Print all the entries exactly.

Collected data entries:
****
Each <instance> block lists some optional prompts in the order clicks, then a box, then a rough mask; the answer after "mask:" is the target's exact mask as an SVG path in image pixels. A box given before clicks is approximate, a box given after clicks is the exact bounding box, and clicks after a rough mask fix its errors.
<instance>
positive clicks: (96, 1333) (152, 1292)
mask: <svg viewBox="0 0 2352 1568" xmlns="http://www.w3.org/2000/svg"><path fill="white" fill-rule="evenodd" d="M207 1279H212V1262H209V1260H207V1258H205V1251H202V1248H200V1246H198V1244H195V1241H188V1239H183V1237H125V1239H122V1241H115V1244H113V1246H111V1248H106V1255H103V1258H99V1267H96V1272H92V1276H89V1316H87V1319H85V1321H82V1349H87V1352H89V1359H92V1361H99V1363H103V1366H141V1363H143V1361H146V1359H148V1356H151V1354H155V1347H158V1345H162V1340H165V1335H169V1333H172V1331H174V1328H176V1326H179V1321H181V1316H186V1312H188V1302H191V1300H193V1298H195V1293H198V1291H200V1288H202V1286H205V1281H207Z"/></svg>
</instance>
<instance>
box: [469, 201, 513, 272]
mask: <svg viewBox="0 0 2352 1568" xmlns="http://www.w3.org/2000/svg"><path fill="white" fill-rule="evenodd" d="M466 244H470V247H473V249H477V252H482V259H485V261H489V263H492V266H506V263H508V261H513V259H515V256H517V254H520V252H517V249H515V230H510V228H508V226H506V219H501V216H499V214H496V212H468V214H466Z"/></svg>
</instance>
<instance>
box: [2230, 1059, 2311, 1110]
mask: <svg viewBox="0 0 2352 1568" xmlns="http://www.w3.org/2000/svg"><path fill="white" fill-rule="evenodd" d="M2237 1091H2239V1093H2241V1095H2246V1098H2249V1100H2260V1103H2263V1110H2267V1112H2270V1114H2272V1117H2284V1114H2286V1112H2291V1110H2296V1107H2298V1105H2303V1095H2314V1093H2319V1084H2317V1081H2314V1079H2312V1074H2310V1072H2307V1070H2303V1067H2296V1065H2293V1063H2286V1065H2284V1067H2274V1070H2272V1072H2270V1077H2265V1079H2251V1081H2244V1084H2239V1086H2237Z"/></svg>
****
## RESULT
Each <instance> block lists some optional prompts in the order clicks, then a box, then a rough mask; the answer after "mask:" is the target's exact mask as an SVG path in image pixels. A box given before clicks is approximate, a box given after clicks is the exact bounding box, and clicks after a rough mask fix its errors.
<instance>
positive clicks: (96, 1333) (152, 1292)
mask: <svg viewBox="0 0 2352 1568" xmlns="http://www.w3.org/2000/svg"><path fill="white" fill-rule="evenodd" d="M207 1279H212V1262H209V1260H207V1258H205V1251H202V1248H200V1246H198V1244H195V1241H188V1239H183V1237H125V1239H122V1241H115V1244H113V1246H111V1248H106V1255H103V1258H99V1267H96V1272H92V1276H89V1316H87V1319H85V1321H82V1349H87V1352H89V1359H92V1361H99V1363H103V1366H141V1363H143V1361H146V1359H148V1356H151V1354H155V1347H158V1345H162V1340H165V1335H169V1333H172V1331H174V1328H176V1326H179V1321H181V1316H186V1312H188V1302H191V1300H193V1298H195V1293H198V1291H200V1288H202V1286H205V1281H207Z"/></svg>
</instance>
<instance>
box: [469, 201, 513, 272]
mask: <svg viewBox="0 0 2352 1568" xmlns="http://www.w3.org/2000/svg"><path fill="white" fill-rule="evenodd" d="M466 244H470V247H473V249H477V252H482V259H485V261H489V263H492V266H506V263H508V261H513V259H515V256H517V254H520V252H517V249H515V230H510V228H508V226H506V219H501V216H499V214H496V212H468V214H466Z"/></svg>
</instance>
<instance>
box: [2230, 1059, 2311, 1110]
mask: <svg viewBox="0 0 2352 1568" xmlns="http://www.w3.org/2000/svg"><path fill="white" fill-rule="evenodd" d="M2237 1091H2239V1093H2241V1095H2246V1098H2249V1100H2260V1103H2263V1110H2267V1112H2270V1114H2272V1117H2284V1114H2286V1112H2291V1110H2296V1107H2298V1105H2303V1095H2314V1093H2319V1084H2317V1081H2314V1079H2312V1074H2310V1072H2307V1070H2303V1067H2296V1065H2293V1063H2286V1065H2284V1067H2274V1070H2272V1072H2270V1077H2265V1079H2251V1081H2244V1084H2239V1086H2237Z"/></svg>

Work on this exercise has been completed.